* _Job_:
In the ride-along account, what did each of the boys get?
* BEGIN Excerpted text *
Officer H. is a handsome man in his mid-forties. He has a perky, inquisitive nose and eyes set a little too close together. If he was a cartoon animal he’d be a white mouse. The way his uniform fits suggests an athletic build. His black shoes are shined, and his feet look small.
“Six-foot-seven? He stands out like a sore thumb!” Officer H. squawked in a Brooklyn accent when, one freezing night, I rode along with him and his partner. We combed the streets of Williamsburg for the sore thumb. We were looking for trouble, for petty thieves and small-time crooks. Once I had gotten all comfy and warm in my bulletproof vest, Officer H. took to calling me detective. He meant to be funny. He was chatty and charming, but quiet and still when he picked up speed.
First we stopped in a deserted industrial area in East Williamsburg. Our headlights pointed at a construction vehicle parked on the side of the road. The large shadow of a head and a cup being raised to its mouth were projected onto the brick wall behind it.
It was extremely cold and I trembled when Officer H. got out of the car to investigate. A few seconds later he led two black teenagers into the headlights of the police car. They were sipping orange juice out of small white plastic cups.
“Hands on the wall,” Officer H. yelled.
My teeth chattered as I stood by watching. While Officer G. kept an eye on the boys, Officer H. disappeared.
“Detective,” he called me, “come here!”
I followed Officer H. into the dark little aisle between brick wall and construction vehicle.
“This is a crime scene. What are we looking for?” he asked. He then presented the evidence: a bottle of brandy and a carton of orange juice. But the way his bright eyes gazed at me in the dark suggested that he had other things on his mind.
“The one kid is high as a kite,” he said in a serious voice.
“It is,” I admitted, “an odd spot for just having a cup of juice with brandy.” I looked around and picked up some stuff to make myself useful.
“Matches,” I said knowingly.
“Yes, matches,” he nodded, raising his eyebrows and pursing his lips.
The boys, who lived in a rehab shelter nearby, each got a ticket for drinking in public.
“Detective?” Officer H. asked me. “What would you do with the brandy? We can’t keep it and we can’t give it back.”
“You wanna see them cry?” Officer G. interrupted. “They’ll cry, once we pour out the liquor.” Officer G. used his words sparingly and only when they really mattered. The rest of the time he kept quiet. He showed life only when pressing buttons or giggling at Officer H.’s jokes.
* END Excerpted text *
* BEGIN Data excerpt *
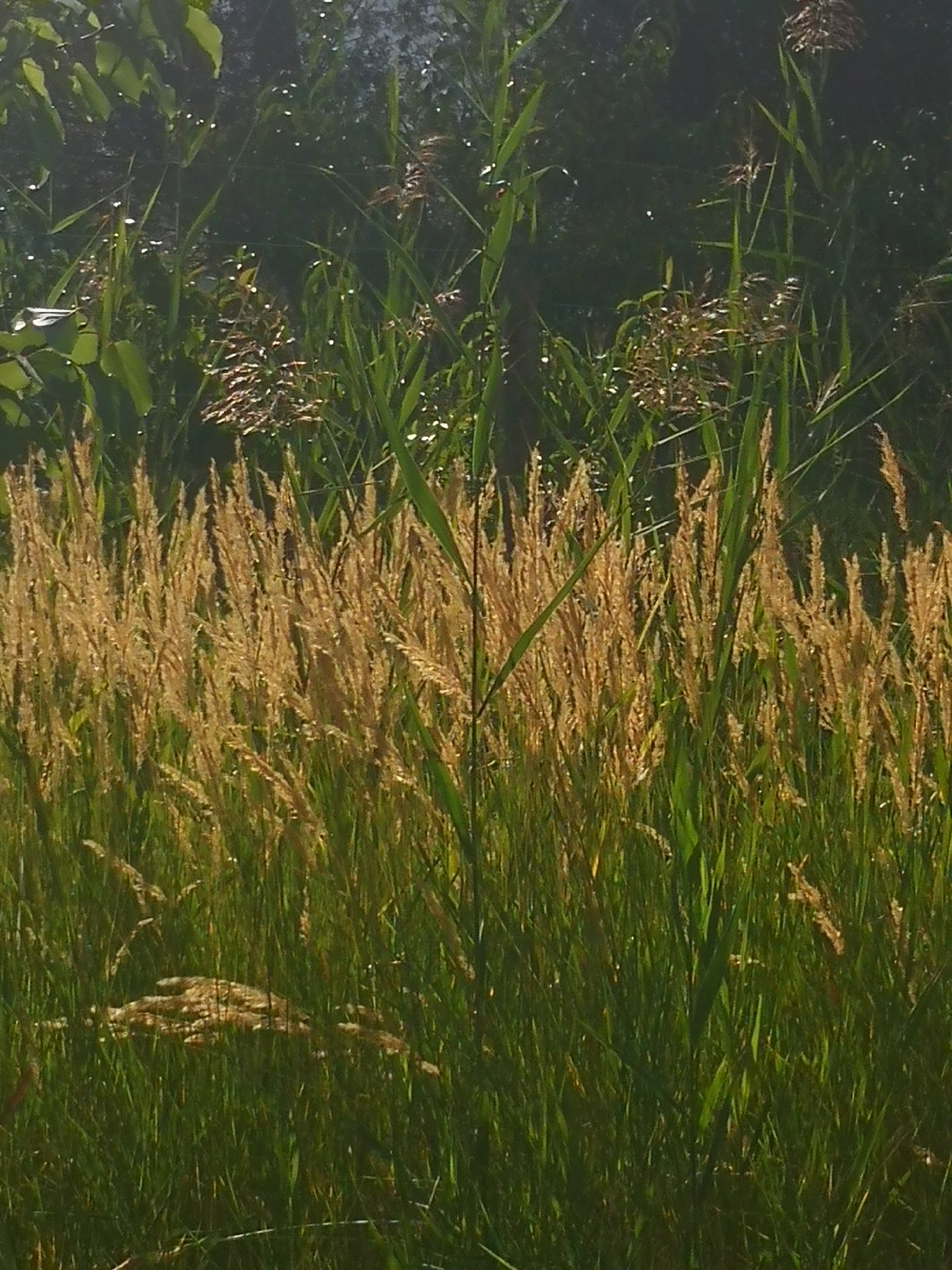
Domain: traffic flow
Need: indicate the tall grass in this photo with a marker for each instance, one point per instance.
* END Data excerpt *
* _Reply to the exercise_:
A ticket for drinking in public.